● To do
A precise repetition of every line below is the required answer.

● Provided data

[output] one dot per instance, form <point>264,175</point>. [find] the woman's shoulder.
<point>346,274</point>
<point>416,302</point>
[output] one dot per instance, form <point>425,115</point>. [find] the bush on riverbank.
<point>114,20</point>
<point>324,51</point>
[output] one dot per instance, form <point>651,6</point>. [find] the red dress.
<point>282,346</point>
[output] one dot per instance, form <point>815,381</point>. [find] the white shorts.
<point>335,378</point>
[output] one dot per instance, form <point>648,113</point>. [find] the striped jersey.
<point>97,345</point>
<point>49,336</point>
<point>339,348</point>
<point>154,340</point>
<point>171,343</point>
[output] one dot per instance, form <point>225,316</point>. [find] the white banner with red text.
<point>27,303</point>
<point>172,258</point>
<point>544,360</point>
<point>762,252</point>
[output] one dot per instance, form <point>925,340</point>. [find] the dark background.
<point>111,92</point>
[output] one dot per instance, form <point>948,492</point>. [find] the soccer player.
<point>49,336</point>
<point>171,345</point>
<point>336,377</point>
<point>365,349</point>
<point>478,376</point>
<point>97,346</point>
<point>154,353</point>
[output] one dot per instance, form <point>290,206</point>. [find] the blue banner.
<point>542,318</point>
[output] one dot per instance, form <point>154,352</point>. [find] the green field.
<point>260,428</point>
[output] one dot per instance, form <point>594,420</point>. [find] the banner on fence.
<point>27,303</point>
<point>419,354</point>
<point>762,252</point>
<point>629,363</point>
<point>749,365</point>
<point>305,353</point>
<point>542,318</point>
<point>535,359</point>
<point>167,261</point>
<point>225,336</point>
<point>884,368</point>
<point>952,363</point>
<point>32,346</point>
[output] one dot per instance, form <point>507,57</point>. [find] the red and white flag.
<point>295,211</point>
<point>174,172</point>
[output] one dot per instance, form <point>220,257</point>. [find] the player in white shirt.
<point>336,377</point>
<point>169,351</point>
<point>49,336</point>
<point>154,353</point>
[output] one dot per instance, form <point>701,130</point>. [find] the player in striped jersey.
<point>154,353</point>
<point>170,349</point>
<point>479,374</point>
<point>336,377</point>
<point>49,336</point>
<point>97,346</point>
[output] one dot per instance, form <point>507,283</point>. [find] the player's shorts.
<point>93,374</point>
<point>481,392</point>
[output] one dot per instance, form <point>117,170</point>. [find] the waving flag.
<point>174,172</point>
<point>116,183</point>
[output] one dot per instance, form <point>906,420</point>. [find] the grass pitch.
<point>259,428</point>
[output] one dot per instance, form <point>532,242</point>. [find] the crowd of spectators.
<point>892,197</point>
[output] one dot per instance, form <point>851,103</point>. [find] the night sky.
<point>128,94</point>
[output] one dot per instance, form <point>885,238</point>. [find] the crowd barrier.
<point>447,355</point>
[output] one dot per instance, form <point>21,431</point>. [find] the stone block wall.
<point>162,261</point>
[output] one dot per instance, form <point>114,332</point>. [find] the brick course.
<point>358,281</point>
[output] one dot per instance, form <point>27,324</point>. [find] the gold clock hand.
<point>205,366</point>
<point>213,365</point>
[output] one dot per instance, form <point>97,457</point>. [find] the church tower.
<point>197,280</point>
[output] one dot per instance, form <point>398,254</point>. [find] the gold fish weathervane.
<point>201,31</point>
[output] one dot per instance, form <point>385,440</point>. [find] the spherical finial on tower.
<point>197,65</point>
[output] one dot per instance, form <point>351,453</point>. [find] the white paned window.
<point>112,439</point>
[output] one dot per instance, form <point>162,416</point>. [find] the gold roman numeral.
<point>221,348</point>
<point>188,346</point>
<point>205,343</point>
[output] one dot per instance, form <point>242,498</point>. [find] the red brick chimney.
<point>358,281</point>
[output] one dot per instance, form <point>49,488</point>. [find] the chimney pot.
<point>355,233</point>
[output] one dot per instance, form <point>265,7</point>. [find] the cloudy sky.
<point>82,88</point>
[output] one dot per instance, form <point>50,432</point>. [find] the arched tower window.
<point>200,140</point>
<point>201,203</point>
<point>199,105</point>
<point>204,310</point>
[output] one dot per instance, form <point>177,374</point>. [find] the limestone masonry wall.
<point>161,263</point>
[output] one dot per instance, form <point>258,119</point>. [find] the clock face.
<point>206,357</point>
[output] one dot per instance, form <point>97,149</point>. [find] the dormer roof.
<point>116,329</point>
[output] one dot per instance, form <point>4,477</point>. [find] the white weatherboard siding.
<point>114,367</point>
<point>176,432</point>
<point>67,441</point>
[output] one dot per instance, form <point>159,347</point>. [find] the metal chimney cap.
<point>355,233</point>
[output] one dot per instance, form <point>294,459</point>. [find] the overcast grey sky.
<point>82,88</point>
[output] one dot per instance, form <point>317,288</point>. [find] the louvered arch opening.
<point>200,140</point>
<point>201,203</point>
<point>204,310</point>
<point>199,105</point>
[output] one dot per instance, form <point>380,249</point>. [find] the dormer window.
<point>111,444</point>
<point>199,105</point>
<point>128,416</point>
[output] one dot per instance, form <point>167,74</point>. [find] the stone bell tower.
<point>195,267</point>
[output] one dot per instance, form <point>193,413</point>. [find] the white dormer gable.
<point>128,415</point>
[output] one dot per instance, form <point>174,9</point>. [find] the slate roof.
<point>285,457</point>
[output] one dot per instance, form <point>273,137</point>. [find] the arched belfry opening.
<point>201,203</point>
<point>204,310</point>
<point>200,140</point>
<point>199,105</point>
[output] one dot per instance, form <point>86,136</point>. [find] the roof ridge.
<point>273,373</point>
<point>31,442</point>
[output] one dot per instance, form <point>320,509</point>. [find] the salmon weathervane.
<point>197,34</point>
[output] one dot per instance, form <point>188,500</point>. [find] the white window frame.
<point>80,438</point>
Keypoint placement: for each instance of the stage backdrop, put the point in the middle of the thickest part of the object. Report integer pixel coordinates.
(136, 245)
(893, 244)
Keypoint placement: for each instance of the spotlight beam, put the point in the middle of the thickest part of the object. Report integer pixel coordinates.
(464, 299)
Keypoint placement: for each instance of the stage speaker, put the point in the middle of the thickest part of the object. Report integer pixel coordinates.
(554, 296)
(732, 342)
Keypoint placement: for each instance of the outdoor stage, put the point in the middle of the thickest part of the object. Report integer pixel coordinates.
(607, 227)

● The completed task
[output] one dot per instance, form <point>264,175</point>. [find] the woman's shoulder.
<point>346,274</point>
<point>416,302</point>
[output] one dot per instance, form <point>425,115</point>. [find] the bush on riverbank.
<point>114,20</point>
<point>324,51</point>
[output] one dot per instance, form <point>651,6</point>. [find] the red dress.
<point>282,346</point>
[output] one dot per instance, form <point>815,381</point>. [find] the white shorts.
<point>335,378</point>
[output] one dot per instance, form <point>648,113</point>. [find] the striped jersey.
<point>97,345</point>
<point>49,336</point>
<point>339,348</point>
<point>154,340</point>
<point>171,343</point>
[output] one dot per instance, form <point>225,316</point>. [find] the white banner with red text.
<point>27,303</point>
<point>172,258</point>
<point>544,360</point>
<point>762,252</point>
[output] one dot per instance, form <point>925,340</point>. [find] the dark background.
<point>111,92</point>
[output] one dot per instance, form <point>948,492</point>. [find] the soccer player.
<point>49,336</point>
<point>171,345</point>
<point>336,377</point>
<point>365,349</point>
<point>478,376</point>
<point>97,346</point>
<point>154,353</point>
[output] one dot per instance, form <point>290,206</point>. [find] the blue banner.
<point>542,318</point>
[output] one dot per instance, form <point>154,352</point>. [find] the green field.
<point>260,428</point>
[output] one dot per instance, form <point>594,420</point>. [find] the banner on fence.
<point>27,303</point>
<point>419,354</point>
<point>762,252</point>
<point>629,363</point>
<point>749,365</point>
<point>305,353</point>
<point>542,318</point>
<point>535,359</point>
<point>167,261</point>
<point>225,336</point>
<point>884,368</point>
<point>952,363</point>
<point>32,346</point>
[output] one dot per instance, form <point>507,57</point>. [find] the red and white flag.
<point>295,211</point>
<point>174,172</point>
[output] one dot per instance, form <point>220,257</point>. [find] the player in white shirt.
<point>336,377</point>
<point>169,351</point>
<point>49,336</point>
<point>154,353</point>
[output] one dot per instance, form <point>701,130</point>. [find] the player in striped jersey.
<point>154,353</point>
<point>170,349</point>
<point>479,374</point>
<point>336,377</point>
<point>49,336</point>
<point>97,346</point>
[output] one dot per instance, form <point>507,283</point>. [find] the player's shorts.
<point>93,374</point>
<point>481,392</point>
[output] one dot per instance, form <point>117,170</point>. [find] the waving flag.
<point>174,172</point>
<point>116,183</point>
[output] one dot per instance, form <point>906,420</point>. [find] the grass pitch.
<point>259,428</point>
[output] one dot per instance, form <point>532,242</point>. [find] the crowd of spectators.
<point>892,197</point>
[output] one dot per instance, form <point>851,103</point>. [find] the night sky.
<point>128,94</point>
[output] one dot per instance, form <point>885,238</point>. [find] the crowd barrier.
<point>447,355</point>
[output] one dot per instance, form <point>21,431</point>. [find] the stone block wall.
<point>162,261</point>
[output] one dot per instance, form <point>114,332</point>. [find] the brick course.
<point>358,281</point>
[output] one dot per instance, form <point>27,324</point>. [find] the gold clock hand.
<point>205,366</point>
<point>213,365</point>
[output] one dot per instance, form <point>97,457</point>. [find] the church tower.
<point>197,280</point>
[output] one dot per instance, form <point>398,254</point>. [find] the gold fish weathervane.
<point>201,31</point>
[output] one dot per instance, form <point>385,440</point>. [find] the spherical finial on tower.
<point>197,65</point>
[output] one dot per instance, form <point>351,453</point>. [find] the white paned window.
<point>112,439</point>
[output] one dot per instance, form <point>162,416</point>. [find] the gold roman numeral.
<point>221,348</point>
<point>188,346</point>
<point>205,343</point>
[output] one dot per instance, form <point>242,498</point>. [find] the red brick chimney.
<point>358,281</point>
[output] one dot per instance, form <point>49,488</point>. [find] the chimney pot.
<point>355,233</point>
[output] one dot per instance, form <point>265,7</point>. [find] the cloudy sky.
<point>82,88</point>
[output] one dot per instance, form <point>50,432</point>. [find] the arched tower window.
<point>200,140</point>
<point>201,203</point>
<point>199,105</point>
<point>204,310</point>
[output] one dot per instance, form <point>177,374</point>. [find] the limestone masonry wall.
<point>161,263</point>
[output] one dot per instance, form <point>258,119</point>. [find] the clock face.
<point>206,357</point>
[output] one dot per instance, form <point>97,149</point>. [find] the dormer roof.
<point>116,329</point>
[output] one dot per instance, form <point>4,477</point>. [find] the white weatherboard siding.
<point>114,367</point>
<point>176,432</point>
<point>67,441</point>
[output] one dot per instance, form <point>159,347</point>. [find] the metal chimney cap.
<point>355,233</point>
[output] one dot per instance, form <point>294,459</point>. [find] the overcast grey sky.
<point>82,88</point>
[output] one dot per instance, form <point>317,288</point>. [find] the louvered arch opening.
<point>200,140</point>
<point>201,203</point>
<point>204,310</point>
<point>199,105</point>
[output] one dot per instance, form <point>380,249</point>. [find] the dormer window.
<point>111,444</point>
<point>199,105</point>
<point>128,416</point>
[output] one dot per instance, form <point>167,74</point>. [find] the stone bell tower.
<point>195,267</point>
[output] one dot per instance, form <point>193,413</point>. [find] the white dormer gable.
<point>128,415</point>
[output] one dot per instance, form <point>174,9</point>. [find] the slate roof.
<point>285,457</point>
[output] one dot per instance, form <point>273,137</point>. [find] the arched belfry opening.
<point>201,203</point>
<point>204,310</point>
<point>200,140</point>
<point>199,105</point>
[output] one dot per instance, form <point>86,136</point>. [find] the roof ridge.
<point>273,373</point>
<point>31,442</point>
[output] one dot per instance, form <point>320,509</point>. [find] the salmon weathervane.
<point>197,34</point>
[output] one dot per instance, form <point>188,500</point>. [find] the white window frame.
<point>80,438</point>
Keypoint placement: for each instance of the stage backdrop, put the point in the middle of the thickest part of the object. Report integer pixel coordinates.
(136, 245)
(893, 244)
Keypoint placement: for each instance of the spotlight beam, put the point in the middle of the thickest part of the object. Report integer pixel coordinates.
(464, 299)
Keypoint placement: for each instance of the stage speaker, put the point in the middle of the thickest part of the object. Report integer pixel coordinates.
(554, 296)
(732, 342)
Keypoint placement: for each instance of the outdoor stage, put the point in the middle of the thickest part of the object. Report integer pixel coordinates.
(607, 227)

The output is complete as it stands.